**Information supplied**.
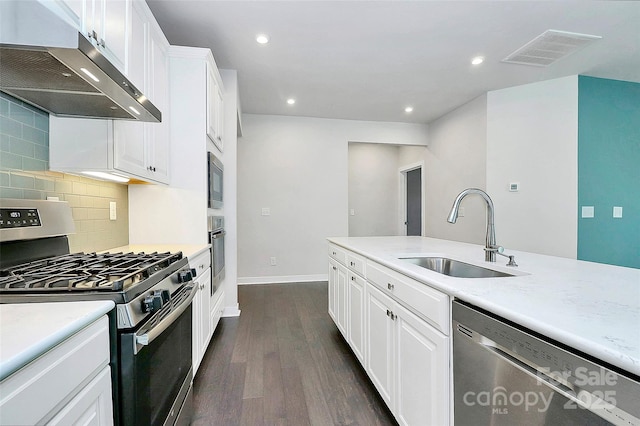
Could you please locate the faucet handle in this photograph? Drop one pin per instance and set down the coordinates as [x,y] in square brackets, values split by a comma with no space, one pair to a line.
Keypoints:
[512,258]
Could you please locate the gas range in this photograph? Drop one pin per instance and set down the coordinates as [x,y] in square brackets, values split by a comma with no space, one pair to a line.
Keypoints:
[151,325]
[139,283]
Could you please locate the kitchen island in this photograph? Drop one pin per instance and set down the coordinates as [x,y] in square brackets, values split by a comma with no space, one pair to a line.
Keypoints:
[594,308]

* * *

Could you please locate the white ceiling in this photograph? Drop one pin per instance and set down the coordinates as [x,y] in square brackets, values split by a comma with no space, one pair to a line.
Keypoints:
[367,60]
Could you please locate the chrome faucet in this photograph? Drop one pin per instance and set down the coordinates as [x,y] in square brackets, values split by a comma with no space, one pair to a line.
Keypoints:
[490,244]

==

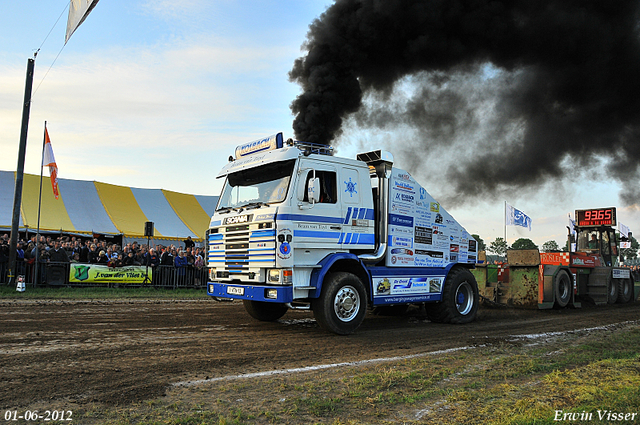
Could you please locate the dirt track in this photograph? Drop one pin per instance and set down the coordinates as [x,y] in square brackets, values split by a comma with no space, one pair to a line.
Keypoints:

**Exercise task**. In the material above, how many lines contain the string "faucet", with case counted? Give only the number.

**Response to the task**. 2